• TASK GOAL:
All the entries need to be duplicated exactly, with the pictures omitted.

• SUPPLIED ENTRIES:
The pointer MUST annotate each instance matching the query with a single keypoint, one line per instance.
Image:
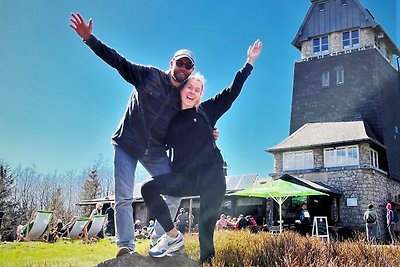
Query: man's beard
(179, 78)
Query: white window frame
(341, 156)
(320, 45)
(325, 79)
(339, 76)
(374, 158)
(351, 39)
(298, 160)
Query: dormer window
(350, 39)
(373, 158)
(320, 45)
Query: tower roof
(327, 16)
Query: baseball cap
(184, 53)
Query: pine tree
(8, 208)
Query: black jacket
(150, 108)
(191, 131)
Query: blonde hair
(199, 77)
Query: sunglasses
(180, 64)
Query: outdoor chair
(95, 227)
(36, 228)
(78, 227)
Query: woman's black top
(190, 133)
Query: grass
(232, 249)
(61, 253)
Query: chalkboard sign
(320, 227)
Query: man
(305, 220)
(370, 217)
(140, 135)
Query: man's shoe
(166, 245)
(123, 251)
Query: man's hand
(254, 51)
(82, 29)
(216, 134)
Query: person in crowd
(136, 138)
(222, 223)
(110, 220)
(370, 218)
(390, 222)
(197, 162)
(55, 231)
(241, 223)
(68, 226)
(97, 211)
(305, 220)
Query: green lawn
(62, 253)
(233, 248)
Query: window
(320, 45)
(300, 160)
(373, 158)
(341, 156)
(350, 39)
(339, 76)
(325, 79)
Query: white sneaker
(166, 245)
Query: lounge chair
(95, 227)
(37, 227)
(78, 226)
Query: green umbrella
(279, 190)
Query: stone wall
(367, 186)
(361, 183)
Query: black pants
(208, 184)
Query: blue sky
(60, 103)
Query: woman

• FINISHED TASK:
The pointer MUST annotate each instance matching the query with a single keypoint, one line per instance.
Image:
Query: man's beard
(179, 78)
Query: white window frame
(341, 156)
(320, 45)
(325, 79)
(339, 76)
(374, 158)
(351, 39)
(298, 160)
Query: dormer window
(350, 39)
(373, 158)
(320, 45)
Query: tower roof
(327, 16)
Query: baseball cap
(184, 53)
Query: pine tree
(8, 208)
Query: black jacket
(150, 108)
(191, 131)
Query: blonde hair
(199, 77)
Query: sunglasses
(180, 64)
Query: outdoor chair
(95, 227)
(36, 228)
(78, 227)
Query: woman's black top
(190, 133)
Query: grass
(232, 249)
(61, 253)
Query: chalkboard sign
(320, 227)
Query: man
(305, 220)
(370, 217)
(140, 135)
Query: man's shoe
(166, 245)
(123, 251)
Query: man's hand
(254, 51)
(82, 29)
(216, 134)
Query: person in crowd
(136, 138)
(222, 223)
(110, 220)
(370, 218)
(390, 222)
(197, 162)
(55, 231)
(241, 223)
(68, 226)
(97, 211)
(305, 220)
Query: green lawn
(62, 253)
(233, 248)
Query: window
(320, 45)
(300, 160)
(373, 158)
(341, 156)
(350, 39)
(339, 76)
(325, 79)
Query: white sneaker
(166, 245)
Query: lounge chair
(95, 227)
(37, 227)
(78, 226)
Query: green umbrella
(279, 190)
Query: stone wall
(367, 186)
(361, 183)
Query: black pants
(208, 184)
Query: blue sky
(60, 103)
Query: woman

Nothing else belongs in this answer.